---------- Page text
Three each of the hardest (4H), medium (HB) and softest (4B) Pentel AinSTEIN PLEs were modified with CNT by 10-fold repetitions of the dip-and-dry cycle and EIS data were collected for the customized items and their bare versions, too. Compared to their unmodified equivalents, CNT-modified 4H-, HB- and 4B-PLEs showed drastically reduced charge transfer resistances (Fig. S2) during ferri-/ferrocyanide redox. Obviously, the more effective electron transfer from the dissolved redox species to surface-attached CNT entities on the conductive PL stick is main reason for the better performance of CNT-modified PLEs in the voltammetry trials.

To evaluate the influence of the number of dip/dry cycles on the sensor performance the CNT modification of PLEs was carried out for one PLE model, namely the HB Pentel AinSTEIN PLE, with one, five, ten and twenty iterations of the sequence of 5 second immersions in the aqueous CNT suspension, with 5 second rests in air. The resulting CNT-modified PLEs were carefully inspected by cyclic and differential pulse voltammetry and also with electrochemical impedance spectroscopy (EIS). The results showed that a single dip/dry treatment of an HB-PLE already generated a detectable enhancement of the redox voltammetry (Fig. S3) and a decrease in the charge transfer resistance (Rct) during ferri-/ferrocyanide redox (Fig. S4). However, the degree of both improvements reached a maximum with 10 immersion/drying cycles, while doubling to 20 cycles did not further improve electrochemical signaling (Fig. S3 and S4). A 10-fold dip-and-dry treatment was therefore chosen the standard for all PLE items in the work described below.
--------------------
---------- Input data
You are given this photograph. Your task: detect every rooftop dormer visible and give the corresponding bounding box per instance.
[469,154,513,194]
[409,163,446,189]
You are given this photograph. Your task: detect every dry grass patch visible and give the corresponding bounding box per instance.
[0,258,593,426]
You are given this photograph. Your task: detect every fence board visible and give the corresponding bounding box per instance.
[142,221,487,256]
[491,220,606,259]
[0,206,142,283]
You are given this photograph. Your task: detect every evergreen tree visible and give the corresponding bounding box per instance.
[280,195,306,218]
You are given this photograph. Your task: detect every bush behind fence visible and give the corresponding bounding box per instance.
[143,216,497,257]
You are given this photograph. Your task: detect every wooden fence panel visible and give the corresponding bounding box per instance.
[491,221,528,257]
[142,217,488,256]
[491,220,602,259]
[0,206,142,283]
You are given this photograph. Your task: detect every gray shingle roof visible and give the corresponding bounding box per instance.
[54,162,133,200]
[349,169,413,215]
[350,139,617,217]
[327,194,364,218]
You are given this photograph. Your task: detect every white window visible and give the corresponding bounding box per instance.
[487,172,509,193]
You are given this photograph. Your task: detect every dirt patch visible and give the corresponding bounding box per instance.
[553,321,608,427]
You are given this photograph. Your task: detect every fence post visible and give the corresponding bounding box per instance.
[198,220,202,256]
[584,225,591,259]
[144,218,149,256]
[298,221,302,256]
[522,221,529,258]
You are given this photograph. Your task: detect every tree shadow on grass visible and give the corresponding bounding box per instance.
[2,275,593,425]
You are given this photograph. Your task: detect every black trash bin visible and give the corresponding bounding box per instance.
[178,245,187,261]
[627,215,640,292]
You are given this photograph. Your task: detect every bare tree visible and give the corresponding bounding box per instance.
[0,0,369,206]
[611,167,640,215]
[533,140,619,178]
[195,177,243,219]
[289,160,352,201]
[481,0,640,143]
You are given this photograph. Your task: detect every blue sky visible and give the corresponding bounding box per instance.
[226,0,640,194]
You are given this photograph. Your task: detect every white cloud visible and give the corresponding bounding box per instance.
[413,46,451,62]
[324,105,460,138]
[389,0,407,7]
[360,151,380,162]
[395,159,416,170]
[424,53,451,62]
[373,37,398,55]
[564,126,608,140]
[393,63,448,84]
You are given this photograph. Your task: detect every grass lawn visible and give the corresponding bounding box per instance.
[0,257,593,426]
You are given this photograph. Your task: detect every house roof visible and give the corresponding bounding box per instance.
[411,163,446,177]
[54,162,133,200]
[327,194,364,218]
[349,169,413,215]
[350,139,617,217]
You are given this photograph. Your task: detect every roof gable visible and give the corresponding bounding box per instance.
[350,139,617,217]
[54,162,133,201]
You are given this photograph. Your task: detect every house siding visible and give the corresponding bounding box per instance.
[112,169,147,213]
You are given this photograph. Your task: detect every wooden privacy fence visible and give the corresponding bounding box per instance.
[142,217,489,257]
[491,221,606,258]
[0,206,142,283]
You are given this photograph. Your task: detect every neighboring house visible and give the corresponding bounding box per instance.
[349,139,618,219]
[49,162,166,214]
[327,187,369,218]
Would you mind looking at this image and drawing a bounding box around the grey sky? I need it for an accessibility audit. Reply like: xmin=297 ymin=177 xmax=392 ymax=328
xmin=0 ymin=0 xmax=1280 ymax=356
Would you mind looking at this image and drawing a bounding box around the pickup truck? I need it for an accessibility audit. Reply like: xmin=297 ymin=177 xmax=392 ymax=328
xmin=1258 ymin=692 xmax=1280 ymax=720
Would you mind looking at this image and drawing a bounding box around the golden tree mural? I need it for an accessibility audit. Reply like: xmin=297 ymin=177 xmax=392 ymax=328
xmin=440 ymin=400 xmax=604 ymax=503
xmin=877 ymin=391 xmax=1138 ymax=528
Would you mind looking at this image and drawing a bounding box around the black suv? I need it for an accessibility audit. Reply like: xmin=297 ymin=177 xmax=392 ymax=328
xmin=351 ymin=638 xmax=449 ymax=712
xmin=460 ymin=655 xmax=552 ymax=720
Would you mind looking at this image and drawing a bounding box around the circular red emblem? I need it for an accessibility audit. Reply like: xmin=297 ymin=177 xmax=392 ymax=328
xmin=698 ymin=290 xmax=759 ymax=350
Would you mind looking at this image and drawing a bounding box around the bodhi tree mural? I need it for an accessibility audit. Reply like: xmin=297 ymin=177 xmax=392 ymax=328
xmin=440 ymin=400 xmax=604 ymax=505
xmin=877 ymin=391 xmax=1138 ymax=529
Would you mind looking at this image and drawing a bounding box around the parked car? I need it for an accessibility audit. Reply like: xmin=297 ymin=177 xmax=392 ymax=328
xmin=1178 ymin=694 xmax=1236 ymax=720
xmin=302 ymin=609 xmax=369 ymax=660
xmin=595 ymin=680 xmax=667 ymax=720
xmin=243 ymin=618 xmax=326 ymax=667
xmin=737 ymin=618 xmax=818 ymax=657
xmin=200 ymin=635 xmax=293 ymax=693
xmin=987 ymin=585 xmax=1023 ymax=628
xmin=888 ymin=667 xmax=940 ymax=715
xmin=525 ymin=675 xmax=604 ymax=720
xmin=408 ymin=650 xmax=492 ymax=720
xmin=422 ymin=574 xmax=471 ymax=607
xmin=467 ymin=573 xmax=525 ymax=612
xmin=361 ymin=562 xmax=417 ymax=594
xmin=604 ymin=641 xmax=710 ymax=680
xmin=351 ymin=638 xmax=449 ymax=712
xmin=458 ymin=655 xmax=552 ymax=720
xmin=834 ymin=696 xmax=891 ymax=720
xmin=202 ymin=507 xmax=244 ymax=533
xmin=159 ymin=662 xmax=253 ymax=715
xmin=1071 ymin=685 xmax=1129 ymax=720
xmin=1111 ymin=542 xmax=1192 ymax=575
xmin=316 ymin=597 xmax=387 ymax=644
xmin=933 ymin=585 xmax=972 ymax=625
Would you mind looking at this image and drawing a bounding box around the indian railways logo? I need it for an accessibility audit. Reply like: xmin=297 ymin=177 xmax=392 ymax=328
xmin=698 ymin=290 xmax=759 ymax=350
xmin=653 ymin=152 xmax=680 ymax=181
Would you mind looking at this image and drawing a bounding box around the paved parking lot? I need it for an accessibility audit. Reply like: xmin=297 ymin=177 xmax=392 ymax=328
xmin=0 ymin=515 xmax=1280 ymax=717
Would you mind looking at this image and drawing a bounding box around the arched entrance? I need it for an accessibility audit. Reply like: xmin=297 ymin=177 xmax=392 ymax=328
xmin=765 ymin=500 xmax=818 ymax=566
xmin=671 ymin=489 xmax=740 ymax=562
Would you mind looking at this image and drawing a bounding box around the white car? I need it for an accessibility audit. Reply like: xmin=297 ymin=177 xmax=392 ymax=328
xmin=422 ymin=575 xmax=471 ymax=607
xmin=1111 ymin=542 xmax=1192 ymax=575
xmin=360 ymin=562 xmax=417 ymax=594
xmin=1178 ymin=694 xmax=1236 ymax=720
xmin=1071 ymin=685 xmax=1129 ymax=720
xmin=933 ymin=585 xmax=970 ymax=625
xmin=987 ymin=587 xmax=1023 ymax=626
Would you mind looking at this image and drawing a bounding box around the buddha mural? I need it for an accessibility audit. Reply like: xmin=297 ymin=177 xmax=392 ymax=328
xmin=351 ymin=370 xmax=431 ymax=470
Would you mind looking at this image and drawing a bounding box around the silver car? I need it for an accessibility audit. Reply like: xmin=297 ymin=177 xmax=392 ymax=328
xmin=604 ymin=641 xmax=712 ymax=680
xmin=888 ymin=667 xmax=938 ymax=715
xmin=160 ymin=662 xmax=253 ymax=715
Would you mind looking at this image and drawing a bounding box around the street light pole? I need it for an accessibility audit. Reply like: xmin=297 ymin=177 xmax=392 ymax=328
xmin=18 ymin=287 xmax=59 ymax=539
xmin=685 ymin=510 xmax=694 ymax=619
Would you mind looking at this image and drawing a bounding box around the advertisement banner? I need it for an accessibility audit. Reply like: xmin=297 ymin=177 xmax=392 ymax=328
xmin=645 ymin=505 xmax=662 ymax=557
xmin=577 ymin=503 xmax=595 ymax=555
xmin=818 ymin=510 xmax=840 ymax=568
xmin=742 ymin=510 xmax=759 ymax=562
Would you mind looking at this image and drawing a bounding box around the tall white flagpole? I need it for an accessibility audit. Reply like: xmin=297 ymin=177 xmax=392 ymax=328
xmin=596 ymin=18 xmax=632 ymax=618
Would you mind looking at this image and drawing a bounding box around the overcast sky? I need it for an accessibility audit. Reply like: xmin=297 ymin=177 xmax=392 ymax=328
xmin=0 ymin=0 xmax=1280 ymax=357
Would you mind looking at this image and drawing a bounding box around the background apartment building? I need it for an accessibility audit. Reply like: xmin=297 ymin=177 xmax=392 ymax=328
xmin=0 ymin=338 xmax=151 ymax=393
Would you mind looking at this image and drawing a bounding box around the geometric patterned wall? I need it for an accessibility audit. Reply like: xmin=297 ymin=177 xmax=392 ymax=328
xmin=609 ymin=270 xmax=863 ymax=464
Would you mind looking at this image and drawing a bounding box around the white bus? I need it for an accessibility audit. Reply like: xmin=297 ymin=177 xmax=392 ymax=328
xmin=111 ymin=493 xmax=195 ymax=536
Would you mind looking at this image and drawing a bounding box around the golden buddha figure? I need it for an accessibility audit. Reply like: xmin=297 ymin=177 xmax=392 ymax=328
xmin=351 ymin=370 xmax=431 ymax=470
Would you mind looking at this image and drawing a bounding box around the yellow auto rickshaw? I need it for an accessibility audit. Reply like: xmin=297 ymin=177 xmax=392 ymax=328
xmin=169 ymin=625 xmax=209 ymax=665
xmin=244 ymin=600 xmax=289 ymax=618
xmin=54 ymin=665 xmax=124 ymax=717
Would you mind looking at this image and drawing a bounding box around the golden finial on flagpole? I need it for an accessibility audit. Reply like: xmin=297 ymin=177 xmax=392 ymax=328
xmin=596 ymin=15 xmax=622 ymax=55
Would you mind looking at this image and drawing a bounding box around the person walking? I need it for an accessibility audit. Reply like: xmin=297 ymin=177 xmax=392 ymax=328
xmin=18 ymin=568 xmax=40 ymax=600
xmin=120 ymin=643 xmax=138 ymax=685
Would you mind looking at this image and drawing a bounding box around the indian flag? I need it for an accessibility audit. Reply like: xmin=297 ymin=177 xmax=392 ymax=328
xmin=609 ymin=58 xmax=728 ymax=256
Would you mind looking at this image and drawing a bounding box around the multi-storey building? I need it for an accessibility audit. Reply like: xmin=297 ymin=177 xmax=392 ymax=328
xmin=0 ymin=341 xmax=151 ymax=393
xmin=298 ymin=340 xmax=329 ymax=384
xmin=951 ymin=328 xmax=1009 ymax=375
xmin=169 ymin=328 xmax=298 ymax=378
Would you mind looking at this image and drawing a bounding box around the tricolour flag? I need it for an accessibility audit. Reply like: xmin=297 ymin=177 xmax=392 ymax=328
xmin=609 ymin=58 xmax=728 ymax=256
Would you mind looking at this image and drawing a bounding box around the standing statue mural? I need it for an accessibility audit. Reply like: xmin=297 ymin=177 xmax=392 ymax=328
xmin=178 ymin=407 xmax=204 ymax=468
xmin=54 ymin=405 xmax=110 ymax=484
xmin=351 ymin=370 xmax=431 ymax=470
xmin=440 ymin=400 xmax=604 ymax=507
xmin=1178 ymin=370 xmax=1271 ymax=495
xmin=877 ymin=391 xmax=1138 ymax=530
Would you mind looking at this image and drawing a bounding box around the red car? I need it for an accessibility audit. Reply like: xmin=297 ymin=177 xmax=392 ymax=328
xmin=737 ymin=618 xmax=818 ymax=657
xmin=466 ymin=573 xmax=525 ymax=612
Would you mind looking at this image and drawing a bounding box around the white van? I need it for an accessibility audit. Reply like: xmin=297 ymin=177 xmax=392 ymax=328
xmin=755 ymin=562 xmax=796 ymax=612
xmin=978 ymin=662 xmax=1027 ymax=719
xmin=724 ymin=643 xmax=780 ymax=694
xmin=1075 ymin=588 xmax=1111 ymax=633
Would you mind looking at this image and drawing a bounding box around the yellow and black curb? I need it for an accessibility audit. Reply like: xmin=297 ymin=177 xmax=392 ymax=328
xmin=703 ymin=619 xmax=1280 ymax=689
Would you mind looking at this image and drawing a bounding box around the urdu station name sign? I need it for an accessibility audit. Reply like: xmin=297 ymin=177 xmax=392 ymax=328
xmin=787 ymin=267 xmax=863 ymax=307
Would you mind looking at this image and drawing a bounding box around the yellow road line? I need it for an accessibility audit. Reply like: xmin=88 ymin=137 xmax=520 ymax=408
--------------------
Work instruction
Copy out the entire passage above on carbon nanotube modification of pencil lead electrodes, word for word.

Your solution
Three each of the hardest (4H), medium (HB) and softest (4B) Pentel AinSTEIN PLEs were modified with CNT by 10-fold repetitions of the dip-and-dry cycle and EIS data were collected for the customized items and their bare versions, too. Compared to their unmodified equivalents, CNT-modified 4H-, HB- and 4B-PLEs showed drastically reduced charge transfer resistances (Fig. S2) during ferri-/ferrocyanide redox. Obviously, the more effective electron transfer from the dissolved redox species to surface-attached CNT entities on the conductive PL stick is main reason for the better performance of CNT-modified PLEs in the voltammetry trials.

To evaluate the influence of the number of dip/dry cycles on the sensor performance the CNT modification of PLEs was carried out for one PLE model, namely the HB Pentel AinSTEIN PLE, with one, five, ten and twenty iterations of the sequence of 5 second immersions in the aqueous CNT suspension, with 5 second rests in air. The resulting CNT-modified PLEs were carefully inspected by cyclic and differential pulse voltammetry and also with electrochemical impedance spectroscopy (EIS). The results showed that a single dip/dry treatment of an HB-PLE already generated a detectable enhancement of the redox voltammetry (Fig. S3) and a decrease in the charge transfer resistance (Rct) during ferri-/ferrocyanide redox (Fig. S4). However, the degree of both improvements reached a maximum with 10 immersion/drying cycles, while doubling to 20 cycles did not further improve electrochemical signaling (Fig. S3 and S4). A 10-fold dip-and-dry treatment was therefore chosen the standard for all PLE items in the work described below.